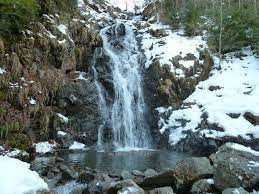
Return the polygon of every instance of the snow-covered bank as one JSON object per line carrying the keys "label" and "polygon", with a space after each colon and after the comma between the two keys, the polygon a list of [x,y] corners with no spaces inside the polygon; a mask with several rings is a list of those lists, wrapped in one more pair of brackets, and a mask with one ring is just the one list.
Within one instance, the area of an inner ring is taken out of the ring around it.
{"label": "snow-covered bank", "polygon": [[[155,20],[155,18],[150,20]],[[143,33],[142,49],[148,59],[146,68],[155,60],[159,60],[161,65],[170,65],[171,72],[175,73],[177,68],[172,65],[171,60],[173,57],[179,55],[184,58],[191,53],[199,59],[199,51],[207,47],[203,36],[187,37],[184,36],[184,30],[172,31],[168,25],[150,22],[140,21],[142,26],[147,26],[140,30]],[[194,65],[194,61],[181,62],[186,68]]]}
{"label": "snow-covered bank", "polygon": [[[242,52],[244,56],[241,58],[236,57],[237,53],[226,55],[221,70],[214,69],[209,79],[200,82],[195,92],[184,101],[189,106],[173,111],[167,119],[161,117],[160,131],[170,130],[171,144],[184,138],[184,132],[199,130],[210,138],[259,138],[259,126],[245,118],[246,113],[259,116],[259,59],[249,48]],[[217,60],[215,58],[214,62]],[[159,110],[162,115],[171,108]],[[200,129],[202,117],[207,117],[208,123],[215,124],[218,130]],[[186,121],[184,125],[182,120]]]}
{"label": "snow-covered bank", "polygon": [[48,185],[38,173],[29,168],[28,163],[8,156],[0,156],[0,193],[33,194],[39,190],[48,190]]}

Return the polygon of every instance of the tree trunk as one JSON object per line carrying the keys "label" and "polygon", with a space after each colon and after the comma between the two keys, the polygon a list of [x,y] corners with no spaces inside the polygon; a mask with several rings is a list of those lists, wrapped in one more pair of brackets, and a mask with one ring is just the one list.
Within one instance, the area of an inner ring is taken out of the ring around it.
{"label": "tree trunk", "polygon": [[219,32],[219,65],[222,60],[222,26],[223,26],[223,0],[220,1],[220,32]]}

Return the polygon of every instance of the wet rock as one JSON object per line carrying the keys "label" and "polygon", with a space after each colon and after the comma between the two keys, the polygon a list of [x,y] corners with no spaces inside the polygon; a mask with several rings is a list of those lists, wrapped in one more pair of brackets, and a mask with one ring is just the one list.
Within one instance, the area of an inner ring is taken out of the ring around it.
{"label": "wet rock", "polygon": [[77,141],[86,145],[97,142],[102,118],[98,108],[98,91],[93,82],[80,80],[64,86],[58,91],[57,106],[70,115],[70,132]]}
{"label": "wet rock", "polygon": [[213,168],[206,157],[191,157],[176,164],[174,176],[177,189],[186,190],[191,184],[202,178],[210,178]]}
{"label": "wet rock", "polygon": [[[207,127],[207,123],[205,126]],[[186,138],[180,140],[173,149],[179,152],[191,152],[200,156],[209,156],[217,151],[218,145],[214,139],[203,137],[200,132],[188,131]]]}
{"label": "wet rock", "polygon": [[106,33],[111,37],[124,36],[126,34],[125,25],[121,23],[119,25],[112,26],[107,30]]}
{"label": "wet rock", "polygon": [[172,187],[161,187],[153,189],[149,194],[174,194]]}
{"label": "wet rock", "polygon": [[138,186],[131,186],[131,187],[124,187],[123,189],[119,190],[117,194],[145,194],[144,190]]}
{"label": "wet rock", "polygon": [[222,194],[249,194],[246,190],[244,190],[242,187],[239,188],[228,188],[225,189]]}
{"label": "wet rock", "polygon": [[[235,147],[241,150],[235,149]],[[259,153],[226,143],[210,156],[213,162],[215,186],[219,190],[232,187],[252,188],[259,184]]]}
{"label": "wet rock", "polygon": [[152,177],[158,175],[158,173],[154,169],[147,169],[145,170],[144,175],[145,177]]}
{"label": "wet rock", "polygon": [[94,180],[95,176],[91,172],[83,172],[79,175],[78,181],[81,183],[89,183]]}
{"label": "wet rock", "polygon": [[78,174],[72,166],[68,167],[64,164],[60,164],[59,168],[62,170],[63,178],[66,180],[77,179]]}
{"label": "wet rock", "polygon": [[121,177],[123,180],[126,180],[126,179],[132,179],[133,175],[129,171],[123,170],[121,171]]}
{"label": "wet rock", "polygon": [[138,186],[131,179],[122,180],[122,181],[112,183],[109,189],[107,190],[107,193],[116,194],[119,190],[123,189],[124,187],[138,187]]}
{"label": "wet rock", "polygon": [[150,189],[163,186],[171,186],[175,183],[174,170],[167,170],[152,177],[145,177],[140,183],[142,188]]}
{"label": "wet rock", "polygon": [[192,185],[191,193],[210,193],[214,189],[214,181],[212,179],[201,179]]}

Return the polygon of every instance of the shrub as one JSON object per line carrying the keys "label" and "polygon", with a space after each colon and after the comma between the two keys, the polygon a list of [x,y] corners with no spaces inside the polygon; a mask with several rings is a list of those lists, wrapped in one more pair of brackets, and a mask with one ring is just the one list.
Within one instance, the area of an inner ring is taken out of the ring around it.
{"label": "shrub", "polygon": [[[231,8],[223,13],[222,28],[222,52],[227,53],[239,50],[242,47],[252,45],[256,48],[259,42],[259,20],[253,12],[252,6],[245,6],[242,11]],[[219,16],[214,18],[215,24],[219,23]],[[212,26],[209,29],[209,46],[214,52],[218,52],[219,27]]]}
{"label": "shrub", "polygon": [[1,0],[0,32],[20,32],[37,15],[37,0]]}

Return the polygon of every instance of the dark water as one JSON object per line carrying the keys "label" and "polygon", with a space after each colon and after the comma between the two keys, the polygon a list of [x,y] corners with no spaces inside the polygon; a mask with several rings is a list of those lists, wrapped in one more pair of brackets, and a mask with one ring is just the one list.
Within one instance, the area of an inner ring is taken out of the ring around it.
{"label": "dark water", "polygon": [[144,171],[152,168],[162,171],[173,168],[177,161],[189,155],[170,151],[127,151],[96,152],[94,150],[80,152],[59,152],[59,157],[68,165],[89,167],[103,172],[120,174],[122,170]]}

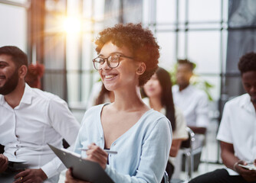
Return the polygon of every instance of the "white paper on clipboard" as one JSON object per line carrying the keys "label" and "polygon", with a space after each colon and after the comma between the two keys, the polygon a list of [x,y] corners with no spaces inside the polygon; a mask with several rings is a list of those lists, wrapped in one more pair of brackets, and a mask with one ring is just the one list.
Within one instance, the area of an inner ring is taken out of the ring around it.
{"label": "white paper on clipboard", "polygon": [[74,152],[48,146],[67,169],[72,168],[74,177],[92,183],[114,183],[99,163],[82,159]]}

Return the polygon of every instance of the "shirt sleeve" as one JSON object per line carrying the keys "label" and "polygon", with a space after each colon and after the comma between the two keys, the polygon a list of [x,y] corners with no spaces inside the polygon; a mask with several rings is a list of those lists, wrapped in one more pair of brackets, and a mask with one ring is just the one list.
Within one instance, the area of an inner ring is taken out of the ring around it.
{"label": "shirt sleeve", "polygon": [[142,144],[140,162],[135,176],[123,175],[110,165],[106,172],[114,182],[160,182],[172,145],[172,127],[167,118],[160,118],[148,130]]}
{"label": "shirt sleeve", "polygon": [[208,102],[207,95],[202,93],[199,98],[199,103],[195,110],[196,127],[207,127],[209,123]]}
{"label": "shirt sleeve", "polygon": [[229,111],[228,104],[227,103],[223,109],[223,114],[217,134],[217,140],[228,143],[233,143],[231,133],[230,130],[230,127],[231,125],[230,115],[231,113]]}
{"label": "shirt sleeve", "polygon": [[[69,143],[71,146],[68,149],[73,150],[80,125],[68,109],[67,104],[60,98],[54,97],[50,100],[48,114],[50,124]],[[48,178],[64,169],[65,166],[57,157],[41,167]]]}
{"label": "shirt sleeve", "polygon": [[182,139],[186,140],[189,138],[189,134],[185,130],[187,125],[185,117],[179,108],[175,108],[175,117],[176,128],[173,131],[172,140]]}

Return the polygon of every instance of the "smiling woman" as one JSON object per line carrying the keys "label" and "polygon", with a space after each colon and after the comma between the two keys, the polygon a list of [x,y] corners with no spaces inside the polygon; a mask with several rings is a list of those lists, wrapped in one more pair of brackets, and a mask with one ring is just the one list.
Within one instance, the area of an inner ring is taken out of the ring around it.
{"label": "smiling woman", "polygon": [[[160,182],[172,127],[164,115],[143,103],[139,92],[158,68],[159,47],[150,30],[133,24],[103,30],[96,44],[94,68],[115,101],[86,112],[75,152],[98,162],[114,182]],[[108,155],[103,149],[118,153]],[[66,177],[67,182],[77,181],[71,170]]]}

※

Please show every line of the records above that contains the word "clipboard", copying each such line in full.

Return the polygon of every instance of the "white paper on clipboard" as one JSON object per line carrying the keys "label" and "polygon", with a space after each colon and after the comma between the two keys, the polygon a list of [x,y] corners with no spaces inside the polygon; a mask with several rings is a list of those lists, wrapped in one more pair of brackets, and a mask with one ring is just the one list.
{"label": "white paper on clipboard", "polygon": [[74,152],[48,146],[67,169],[72,168],[74,177],[92,183],[114,183],[99,163],[82,159]]}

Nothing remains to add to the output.